> [Task requirements]
1. In the secure discard post, how many commands does the kernel send to the eMMC device for one of the parts?
2. Pick up the post about slow secure erase on eMMC right after its last sentence and keep writing it.

++++ Given passage ++++

RFC: 32-bit __data_len and REQ_DISCARD+REQ_SECURE

Grant Grundler <grundler@xxxxxxxxxxxx> · Tue, 22 Sep 2015 18:54:19 -0700

Jens, Ulf,

I've run into a basic issue: BLK_SECDISCARD takes 15-35 minutes
perform a secure erase of ~23GB (mostly empty) partition on a 32GB
eMMC part (happens with two vendors). One of the vendors says it
should take less than 60 seconds. I've confirmed erasing 2GB takes
only ~6 seconds - so the vendor estimate seems reasonable.

I'm looking for (a) advice on better v3.18 solutions and (b) start
discuss future solutions for upstream kernel.

Two problems:
1) 3.18 kernel block layer wants to split up the transaction into
"max_discard_sectors" chunks. This would be fine if
max_discard_sectors was more than one or two erase groups (EG). For
one of the eMMC parts, EG size is 512KB and thus the kernel sends
46,000 commands (DISCARD w/SECURE_ERASE arg) to the eMMC device. At
the bottom I discuss why this is such a bad idea for SECURE_ERASE.

++++ Source excerpt ++++

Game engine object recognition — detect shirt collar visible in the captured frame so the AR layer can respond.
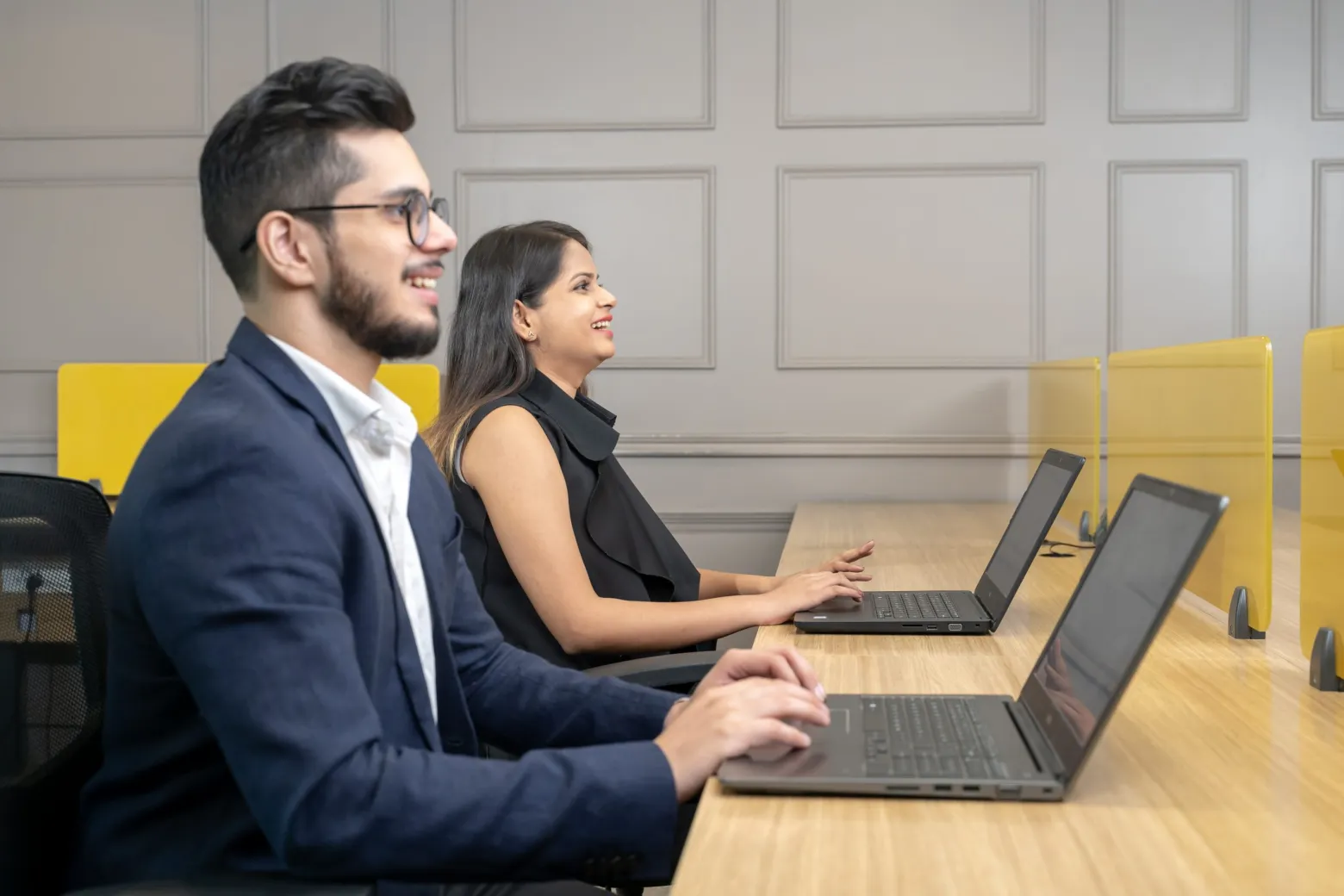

++++

> [Answer set]
1. About 46,000 commands (DISCARD with the SECURE_ERASE argument).

2.
My hack to fix (1): ignore max_discard_sectors for SECURE_ERASE
(BLK_SECDISCARD):
    https://chromium-review.googlesource.com/#/c/301460/

I'm trying to recover the 9 bits that blk_rq_sectors() discards and
don't care sub-512byte block offsets.

2) Unfortunately, with the above hack, the block layer is truncating
the request to 2GB. :( Turns out several fields in the block layer are
32-bit. Notably:
    struct request.__data_len
    struct bvec_iter.bi_size
    struct bio_vec.bv_len

This is despite ioctl(BLK_SECDISCARD) having a 64-bit API to pass in
"number of bytes to erase" and the emmc spec allowing 32-bits to
specify the LBA. I looked at changing the above data structures (which
normally only need  20-bits or so) to 64-bit and it's a systemic
change. "Non-trivial" doesn't even begin to describe the scope here.

So I have an even worse hack to use 9 "zero" bits here (and this works
for 3.18 - not sure it would for 4.x kernels):
    https://chromium-review.googlesource.com/#/c/301349

9-bits gives me a bit of time until eMMC devices are > 1TB in
capacity. Maybe a few more months. :)

Last code change: I'm also not sure I need to set MMC_CAP2_HC_ERASE_SZ
but I do in this 3rd patch:
   https://chromium-review.googlesource.com/#/c/301461

sdhci-acpi and sdhci-pci drivers already do this. I didn't see an
obvious place to set this for the sdhci-tegra variant or what that
code is required to do/support when setting HC_ERASE_SZ capability.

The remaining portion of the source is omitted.